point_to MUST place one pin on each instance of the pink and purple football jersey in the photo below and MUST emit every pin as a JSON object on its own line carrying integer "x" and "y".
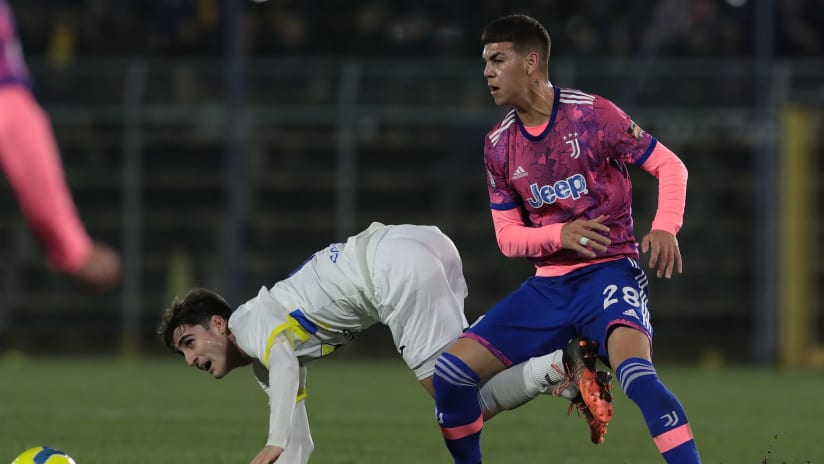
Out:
{"x": 12, "y": 67}
{"x": 574, "y": 169}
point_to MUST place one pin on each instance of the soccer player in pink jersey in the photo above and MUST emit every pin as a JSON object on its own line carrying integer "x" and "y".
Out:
{"x": 31, "y": 163}
{"x": 560, "y": 195}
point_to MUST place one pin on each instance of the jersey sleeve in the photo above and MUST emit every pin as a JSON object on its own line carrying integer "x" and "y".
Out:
{"x": 284, "y": 382}
{"x": 501, "y": 195}
{"x": 265, "y": 334}
{"x": 620, "y": 137}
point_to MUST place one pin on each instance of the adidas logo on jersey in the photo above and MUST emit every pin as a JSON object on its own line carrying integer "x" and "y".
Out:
{"x": 520, "y": 172}
{"x": 631, "y": 313}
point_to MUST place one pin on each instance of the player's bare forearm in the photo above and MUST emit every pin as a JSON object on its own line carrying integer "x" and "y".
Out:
{"x": 268, "y": 455}
{"x": 585, "y": 236}
{"x": 664, "y": 254}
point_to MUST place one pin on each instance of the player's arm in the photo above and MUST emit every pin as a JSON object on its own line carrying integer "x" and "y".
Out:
{"x": 284, "y": 381}
{"x": 661, "y": 242}
{"x": 626, "y": 141}
{"x": 516, "y": 240}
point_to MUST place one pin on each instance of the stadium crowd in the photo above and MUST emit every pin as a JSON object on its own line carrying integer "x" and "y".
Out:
{"x": 62, "y": 29}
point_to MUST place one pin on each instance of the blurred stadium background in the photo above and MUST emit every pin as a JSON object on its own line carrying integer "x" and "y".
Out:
{"x": 219, "y": 143}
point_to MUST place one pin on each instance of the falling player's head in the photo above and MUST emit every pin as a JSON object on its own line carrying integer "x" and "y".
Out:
{"x": 197, "y": 327}
{"x": 196, "y": 308}
{"x": 516, "y": 52}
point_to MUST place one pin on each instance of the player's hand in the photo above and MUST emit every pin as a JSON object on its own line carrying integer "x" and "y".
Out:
{"x": 585, "y": 236}
{"x": 664, "y": 255}
{"x": 268, "y": 455}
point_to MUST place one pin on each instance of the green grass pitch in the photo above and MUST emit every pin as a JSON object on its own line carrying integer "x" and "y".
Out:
{"x": 373, "y": 411}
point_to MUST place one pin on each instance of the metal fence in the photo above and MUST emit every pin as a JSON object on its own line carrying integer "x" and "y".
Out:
{"x": 327, "y": 146}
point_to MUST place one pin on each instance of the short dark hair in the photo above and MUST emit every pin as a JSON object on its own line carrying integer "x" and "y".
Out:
{"x": 525, "y": 33}
{"x": 196, "y": 308}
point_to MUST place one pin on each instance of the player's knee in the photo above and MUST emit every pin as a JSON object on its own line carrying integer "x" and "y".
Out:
{"x": 452, "y": 374}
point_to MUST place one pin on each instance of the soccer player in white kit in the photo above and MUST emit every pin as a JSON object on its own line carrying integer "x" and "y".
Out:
{"x": 407, "y": 277}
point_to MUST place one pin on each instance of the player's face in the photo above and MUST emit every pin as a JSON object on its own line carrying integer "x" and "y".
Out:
{"x": 505, "y": 72}
{"x": 206, "y": 348}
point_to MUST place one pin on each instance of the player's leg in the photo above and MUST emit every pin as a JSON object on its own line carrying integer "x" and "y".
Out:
{"x": 629, "y": 351}
{"x": 527, "y": 323}
{"x": 623, "y": 317}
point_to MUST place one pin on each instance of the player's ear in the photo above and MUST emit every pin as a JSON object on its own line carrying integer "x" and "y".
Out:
{"x": 531, "y": 62}
{"x": 219, "y": 323}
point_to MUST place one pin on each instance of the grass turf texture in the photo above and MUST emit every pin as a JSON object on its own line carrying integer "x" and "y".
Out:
{"x": 364, "y": 412}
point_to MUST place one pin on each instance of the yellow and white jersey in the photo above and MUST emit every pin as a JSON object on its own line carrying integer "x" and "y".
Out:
{"x": 322, "y": 305}
{"x": 407, "y": 277}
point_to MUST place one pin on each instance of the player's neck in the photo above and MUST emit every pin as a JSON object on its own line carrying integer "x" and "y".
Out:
{"x": 537, "y": 105}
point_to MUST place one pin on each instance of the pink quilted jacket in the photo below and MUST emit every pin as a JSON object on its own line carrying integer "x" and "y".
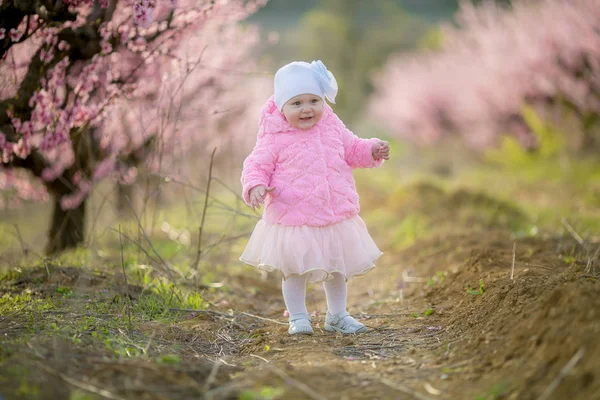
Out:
{"x": 311, "y": 169}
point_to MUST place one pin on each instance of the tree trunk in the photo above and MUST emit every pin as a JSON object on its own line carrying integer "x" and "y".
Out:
{"x": 124, "y": 199}
{"x": 67, "y": 229}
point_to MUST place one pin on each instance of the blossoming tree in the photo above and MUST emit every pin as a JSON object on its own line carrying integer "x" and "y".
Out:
{"x": 71, "y": 70}
{"x": 544, "y": 54}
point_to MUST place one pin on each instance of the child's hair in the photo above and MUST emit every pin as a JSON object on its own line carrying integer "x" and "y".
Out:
{"x": 300, "y": 77}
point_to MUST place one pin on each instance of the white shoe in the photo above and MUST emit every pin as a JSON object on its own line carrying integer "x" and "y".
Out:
{"x": 300, "y": 325}
{"x": 342, "y": 322}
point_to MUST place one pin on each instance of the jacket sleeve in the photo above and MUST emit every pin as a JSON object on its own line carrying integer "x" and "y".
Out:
{"x": 258, "y": 166}
{"x": 357, "y": 151}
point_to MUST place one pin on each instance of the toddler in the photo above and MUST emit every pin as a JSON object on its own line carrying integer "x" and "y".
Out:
{"x": 301, "y": 169}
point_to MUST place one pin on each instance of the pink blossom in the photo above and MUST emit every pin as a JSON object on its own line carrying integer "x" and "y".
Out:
{"x": 46, "y": 55}
{"x": 106, "y": 47}
{"x": 104, "y": 168}
{"x": 15, "y": 35}
{"x": 22, "y": 148}
{"x": 63, "y": 46}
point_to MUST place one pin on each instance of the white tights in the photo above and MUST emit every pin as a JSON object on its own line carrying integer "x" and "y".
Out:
{"x": 294, "y": 294}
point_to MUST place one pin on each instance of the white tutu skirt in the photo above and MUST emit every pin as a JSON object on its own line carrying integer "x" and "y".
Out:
{"x": 345, "y": 247}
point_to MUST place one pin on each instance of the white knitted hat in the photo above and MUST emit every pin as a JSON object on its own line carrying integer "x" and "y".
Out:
{"x": 300, "y": 77}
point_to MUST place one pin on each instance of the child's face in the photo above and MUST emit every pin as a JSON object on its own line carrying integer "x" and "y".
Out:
{"x": 303, "y": 111}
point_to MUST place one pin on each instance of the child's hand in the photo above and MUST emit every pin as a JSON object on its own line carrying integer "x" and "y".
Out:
{"x": 381, "y": 150}
{"x": 257, "y": 195}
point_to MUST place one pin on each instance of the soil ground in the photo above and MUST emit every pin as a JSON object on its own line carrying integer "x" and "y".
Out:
{"x": 447, "y": 322}
{"x": 448, "y": 318}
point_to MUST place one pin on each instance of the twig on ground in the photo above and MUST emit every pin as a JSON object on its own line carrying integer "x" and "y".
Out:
{"x": 139, "y": 246}
{"x": 416, "y": 279}
{"x": 299, "y": 385}
{"x": 404, "y": 389}
{"x": 125, "y": 276}
{"x": 201, "y": 311}
{"x": 561, "y": 375}
{"x": 572, "y": 231}
{"x": 81, "y": 385}
{"x": 23, "y": 248}
{"x": 262, "y": 318}
{"x": 150, "y": 242}
{"x": 512, "y": 270}
{"x": 211, "y": 377}
{"x": 46, "y": 265}
{"x": 200, "y": 229}
{"x": 260, "y": 358}
{"x": 592, "y": 261}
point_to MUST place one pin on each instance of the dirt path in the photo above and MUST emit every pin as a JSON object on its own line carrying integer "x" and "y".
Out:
{"x": 461, "y": 330}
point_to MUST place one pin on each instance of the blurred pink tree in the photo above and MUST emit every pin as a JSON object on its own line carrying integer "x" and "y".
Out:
{"x": 544, "y": 54}
{"x": 91, "y": 88}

━━━

* **Task requirements**: Within the material above, find the part that opens with the line containing "player in white" and closes with the line containing "point_to MUST place one pin on each instance of the tree", and reproduce it exactly without the pictures.

* **Solved problem**:
point_to MUST place one pin on each instance of the soccer player in white kit in the photo above and MUST emit every pin as a JSON object on its own line carrying integer "x" and "y".
Out:
{"x": 407, "y": 277}
point_to MUST place one pin on each instance of the player's face in the photo above and MUST emit every pin as a JSON object on its own line carrying integer "x" and "y".
Out:
{"x": 505, "y": 72}
{"x": 206, "y": 348}
point_to MUST place one pin on each instance of the player's leg in the photo above and MUST emit every pin as a JSON object on its own line carrying integer "x" and "y".
Out:
{"x": 629, "y": 351}
{"x": 527, "y": 323}
{"x": 623, "y": 317}
point_to MUST place one pin on each instance of the player's ear in the photo above and MUST emit every pin as a JSON object on its own line carrying integer "x" and "y".
Out:
{"x": 531, "y": 62}
{"x": 219, "y": 323}
point_to MUST place one pin on each instance of the grass turf texture in the photo above and MUST emit every pin as a JSON object on its own line carrying integer "x" and "y".
Out:
{"x": 364, "y": 412}
point_to MUST place one pin on each instance of the yellow and white jersey in the photo above and MUST emit every pin as a JSON object on its own line carrying integer "x" and "y".
Out:
{"x": 322, "y": 305}
{"x": 407, "y": 277}
point_to MUST place one pin on each instance of the player's neck in the photo above and MUST emit every pin as a JSON object on its own line carrying integer "x" and "y".
Out:
{"x": 537, "y": 105}
point_to MUST place one pin on each instance of the pink quilted jacket in the photo below and MUST emit every pin as a JSON object on its own line carrying integer "x" and "y".
Out:
{"x": 311, "y": 169}
point_to MUST place one pin on each instance of the tree trunk in the photo above and MUST emit every pin as a JSON object on its own line carrying integer "x" and "y".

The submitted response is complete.